__Your instructions__: Could you rewrite the entries from the line containing "Would you be able to indicate the dark grey" through the end of the entries, changing "handbag" to "backpack" and keeping everything else the same?

(Entries contained in a dataset)
[start]
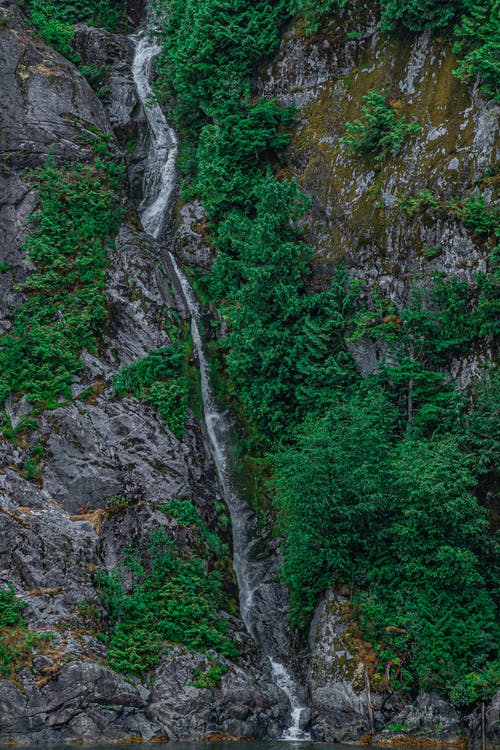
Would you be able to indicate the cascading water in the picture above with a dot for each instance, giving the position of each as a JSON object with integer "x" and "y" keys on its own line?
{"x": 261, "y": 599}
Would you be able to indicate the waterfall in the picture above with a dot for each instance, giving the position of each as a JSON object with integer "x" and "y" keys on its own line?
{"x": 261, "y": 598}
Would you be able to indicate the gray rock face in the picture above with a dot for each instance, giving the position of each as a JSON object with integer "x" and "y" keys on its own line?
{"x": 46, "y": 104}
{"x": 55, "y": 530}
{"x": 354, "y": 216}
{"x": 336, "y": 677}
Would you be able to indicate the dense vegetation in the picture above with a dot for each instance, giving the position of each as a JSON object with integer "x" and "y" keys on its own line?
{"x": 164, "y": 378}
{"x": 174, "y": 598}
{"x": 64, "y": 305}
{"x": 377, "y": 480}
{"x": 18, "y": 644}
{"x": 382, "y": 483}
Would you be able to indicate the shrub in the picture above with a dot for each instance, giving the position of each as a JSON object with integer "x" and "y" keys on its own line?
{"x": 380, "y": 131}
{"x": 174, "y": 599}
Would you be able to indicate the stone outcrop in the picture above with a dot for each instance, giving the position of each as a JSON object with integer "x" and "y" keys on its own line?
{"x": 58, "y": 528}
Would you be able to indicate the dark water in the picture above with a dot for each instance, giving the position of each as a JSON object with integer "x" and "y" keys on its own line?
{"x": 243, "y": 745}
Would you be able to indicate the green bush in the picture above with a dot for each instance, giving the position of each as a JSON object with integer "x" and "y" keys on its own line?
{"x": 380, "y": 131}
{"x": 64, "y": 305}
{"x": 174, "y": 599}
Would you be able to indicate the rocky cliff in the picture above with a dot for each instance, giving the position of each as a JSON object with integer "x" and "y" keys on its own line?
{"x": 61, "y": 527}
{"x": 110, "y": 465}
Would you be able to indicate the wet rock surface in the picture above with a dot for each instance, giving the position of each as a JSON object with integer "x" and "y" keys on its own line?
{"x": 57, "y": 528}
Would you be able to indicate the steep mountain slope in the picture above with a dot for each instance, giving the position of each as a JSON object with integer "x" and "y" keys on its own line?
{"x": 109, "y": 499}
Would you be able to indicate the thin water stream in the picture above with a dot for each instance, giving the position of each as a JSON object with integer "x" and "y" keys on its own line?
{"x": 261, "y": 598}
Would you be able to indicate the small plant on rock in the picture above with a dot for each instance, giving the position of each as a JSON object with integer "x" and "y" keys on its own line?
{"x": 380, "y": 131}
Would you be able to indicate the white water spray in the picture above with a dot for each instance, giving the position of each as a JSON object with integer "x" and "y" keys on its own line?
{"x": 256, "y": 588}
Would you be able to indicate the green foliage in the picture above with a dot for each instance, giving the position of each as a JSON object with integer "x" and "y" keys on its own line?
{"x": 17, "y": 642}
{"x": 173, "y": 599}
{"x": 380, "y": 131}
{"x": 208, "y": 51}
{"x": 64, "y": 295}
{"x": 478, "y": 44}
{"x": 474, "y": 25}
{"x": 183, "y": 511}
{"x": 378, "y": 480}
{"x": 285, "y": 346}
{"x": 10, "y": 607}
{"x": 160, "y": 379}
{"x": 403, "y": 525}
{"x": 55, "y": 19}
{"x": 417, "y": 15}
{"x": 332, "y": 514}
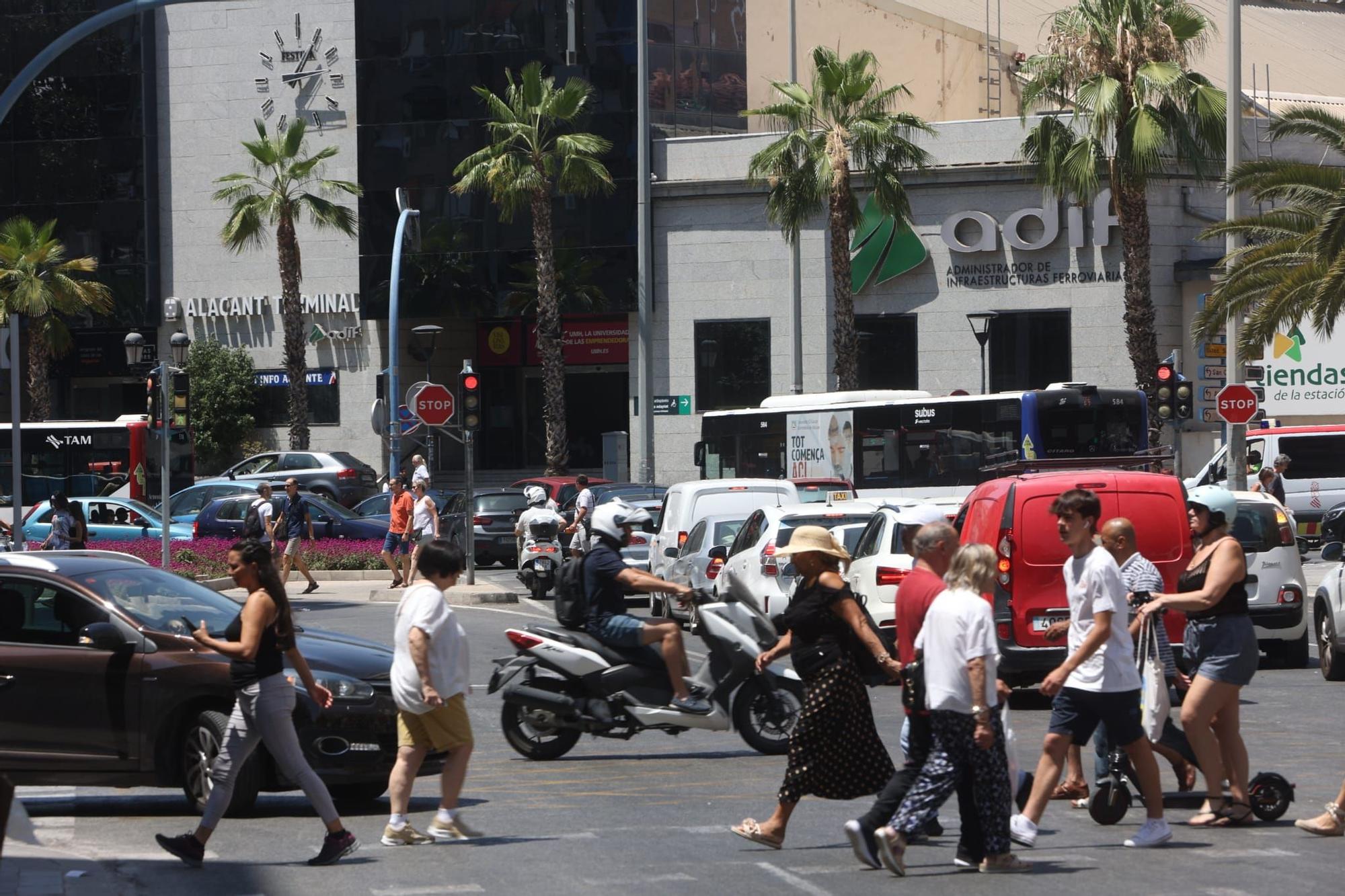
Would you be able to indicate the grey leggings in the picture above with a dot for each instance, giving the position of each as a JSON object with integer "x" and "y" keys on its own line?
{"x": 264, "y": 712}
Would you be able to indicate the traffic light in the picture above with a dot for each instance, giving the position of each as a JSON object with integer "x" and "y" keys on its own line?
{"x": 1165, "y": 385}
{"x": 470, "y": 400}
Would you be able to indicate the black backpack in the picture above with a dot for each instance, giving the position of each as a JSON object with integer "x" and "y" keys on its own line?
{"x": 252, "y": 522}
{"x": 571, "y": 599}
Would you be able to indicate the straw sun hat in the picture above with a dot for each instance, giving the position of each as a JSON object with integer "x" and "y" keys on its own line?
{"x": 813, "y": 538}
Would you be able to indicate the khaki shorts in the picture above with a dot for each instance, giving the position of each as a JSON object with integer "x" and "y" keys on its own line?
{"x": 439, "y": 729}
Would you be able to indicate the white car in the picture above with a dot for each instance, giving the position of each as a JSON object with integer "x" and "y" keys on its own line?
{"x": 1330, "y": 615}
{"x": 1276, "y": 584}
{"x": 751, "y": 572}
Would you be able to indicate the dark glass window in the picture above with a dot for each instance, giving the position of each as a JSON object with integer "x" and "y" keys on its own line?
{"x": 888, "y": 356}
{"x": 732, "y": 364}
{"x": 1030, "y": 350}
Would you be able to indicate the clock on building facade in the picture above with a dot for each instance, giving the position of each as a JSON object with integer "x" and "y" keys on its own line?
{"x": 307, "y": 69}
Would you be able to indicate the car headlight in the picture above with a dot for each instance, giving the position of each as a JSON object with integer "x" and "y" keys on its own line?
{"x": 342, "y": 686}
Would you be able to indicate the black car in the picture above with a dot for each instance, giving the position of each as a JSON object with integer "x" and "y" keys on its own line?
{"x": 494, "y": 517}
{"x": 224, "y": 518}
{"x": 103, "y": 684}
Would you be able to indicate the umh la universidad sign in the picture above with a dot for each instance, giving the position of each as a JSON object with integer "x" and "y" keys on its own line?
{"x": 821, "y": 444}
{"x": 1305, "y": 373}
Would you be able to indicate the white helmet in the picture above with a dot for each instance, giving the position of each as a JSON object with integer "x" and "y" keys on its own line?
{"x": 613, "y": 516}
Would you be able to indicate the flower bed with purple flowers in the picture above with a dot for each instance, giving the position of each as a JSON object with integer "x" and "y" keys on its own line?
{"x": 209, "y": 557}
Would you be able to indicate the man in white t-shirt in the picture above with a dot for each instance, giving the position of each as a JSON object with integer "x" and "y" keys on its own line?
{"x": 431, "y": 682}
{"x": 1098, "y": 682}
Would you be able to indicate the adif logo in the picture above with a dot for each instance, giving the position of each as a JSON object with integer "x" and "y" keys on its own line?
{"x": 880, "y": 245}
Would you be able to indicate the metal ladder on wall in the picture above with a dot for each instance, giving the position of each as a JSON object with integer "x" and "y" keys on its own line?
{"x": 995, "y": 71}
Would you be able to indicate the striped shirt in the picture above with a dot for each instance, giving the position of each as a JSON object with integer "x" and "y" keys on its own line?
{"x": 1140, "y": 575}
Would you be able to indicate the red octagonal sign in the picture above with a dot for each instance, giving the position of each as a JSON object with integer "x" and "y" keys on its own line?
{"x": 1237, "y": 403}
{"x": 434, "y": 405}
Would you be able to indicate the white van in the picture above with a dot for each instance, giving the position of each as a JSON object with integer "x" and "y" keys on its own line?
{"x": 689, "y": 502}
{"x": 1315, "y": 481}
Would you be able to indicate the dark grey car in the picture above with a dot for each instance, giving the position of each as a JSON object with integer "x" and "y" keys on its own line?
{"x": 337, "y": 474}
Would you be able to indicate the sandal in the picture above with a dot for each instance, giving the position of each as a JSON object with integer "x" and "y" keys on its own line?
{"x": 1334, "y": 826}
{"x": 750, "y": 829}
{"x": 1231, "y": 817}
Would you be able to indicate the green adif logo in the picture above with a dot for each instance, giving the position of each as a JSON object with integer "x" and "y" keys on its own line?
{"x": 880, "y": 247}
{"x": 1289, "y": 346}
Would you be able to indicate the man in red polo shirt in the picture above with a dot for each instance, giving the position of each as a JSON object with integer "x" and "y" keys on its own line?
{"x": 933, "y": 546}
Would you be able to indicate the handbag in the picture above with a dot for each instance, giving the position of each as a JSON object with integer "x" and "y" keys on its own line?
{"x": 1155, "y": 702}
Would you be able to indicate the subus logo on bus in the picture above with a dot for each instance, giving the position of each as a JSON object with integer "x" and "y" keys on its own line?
[end]
__Solution__:
Would you be able to indicate the dark grey car in the picture above with a dot for each instance, giving the position of each as a JSON object with integer "x" and "y" keys on its own line?
{"x": 337, "y": 474}
Would you be able to indicate the sandal in the picture above with a dot for each instance, giving the position of each as a JSON object with integer "x" and "y" keys on its own line?
{"x": 1334, "y": 826}
{"x": 750, "y": 829}
{"x": 1231, "y": 817}
Would you be able to indicate the green adif logo in the picture above with a dot for each instance, giving the position of each as a JSON object with integer "x" and "y" keys on its own line?
{"x": 880, "y": 247}
{"x": 1289, "y": 346}
Would you be able to indicate the man in red polo shirt in the picture above with a dot for each instance, giving the position of each as a JSON object with integer "x" and "y" keys on its own line?
{"x": 933, "y": 546}
Would you be able to indicate the backpack in the picture above with a dot for each instance, giving the position of each as a JSON object with integer "x" and "y" keys on its own line?
{"x": 1155, "y": 702}
Would you be able to indicate the subus logo on bus in the picture above with a dot for each instance, giving the position of each as a JSON object with integer "x" and "y" keys on its own line?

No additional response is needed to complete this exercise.